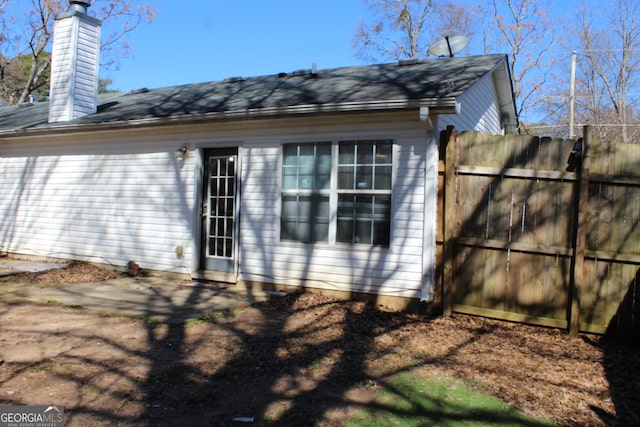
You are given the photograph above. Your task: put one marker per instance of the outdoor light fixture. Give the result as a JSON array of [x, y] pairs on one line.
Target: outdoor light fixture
[[181, 152]]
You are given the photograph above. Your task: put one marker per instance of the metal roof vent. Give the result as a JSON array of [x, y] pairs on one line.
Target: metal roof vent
[[74, 64]]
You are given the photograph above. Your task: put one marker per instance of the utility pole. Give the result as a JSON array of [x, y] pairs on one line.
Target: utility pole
[[572, 93]]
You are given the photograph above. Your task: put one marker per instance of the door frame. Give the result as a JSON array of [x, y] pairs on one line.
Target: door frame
[[198, 270]]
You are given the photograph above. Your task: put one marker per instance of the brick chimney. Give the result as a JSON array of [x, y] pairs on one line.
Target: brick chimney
[[74, 64]]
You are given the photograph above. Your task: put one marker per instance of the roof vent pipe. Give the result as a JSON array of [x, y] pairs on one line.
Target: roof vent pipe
[[74, 64]]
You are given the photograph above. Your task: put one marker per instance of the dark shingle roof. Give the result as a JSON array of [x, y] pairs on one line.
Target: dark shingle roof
[[385, 85]]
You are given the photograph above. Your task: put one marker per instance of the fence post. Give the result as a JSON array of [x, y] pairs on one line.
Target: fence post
[[581, 235], [449, 217]]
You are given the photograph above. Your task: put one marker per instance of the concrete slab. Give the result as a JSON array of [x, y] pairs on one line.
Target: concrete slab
[[151, 297], [11, 266]]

——————————

Job
Beginning at the line where "of the dark" appears, extract each line through the end of the data above; keep them exact and include nothing else.

Output
You are given the photograph above. Your task: put one marker per instance of the dark shingle roof. Give the result as a JSON array of [x, y] pairs on one line.
Target: dark shingle roof
[[385, 85]]
You are given the photograph above. Your task: put one marker per instance of the fence post. Give the result as a JSON array of [x, y] pairs on one line.
Target: fence post
[[581, 235], [449, 217]]
You are given the photograph above. Your task: put one marker per instance of the concrete slab. Give the result as a JSON array of [x, y] pairs on one line.
Target: concrete slab
[[151, 297], [11, 266]]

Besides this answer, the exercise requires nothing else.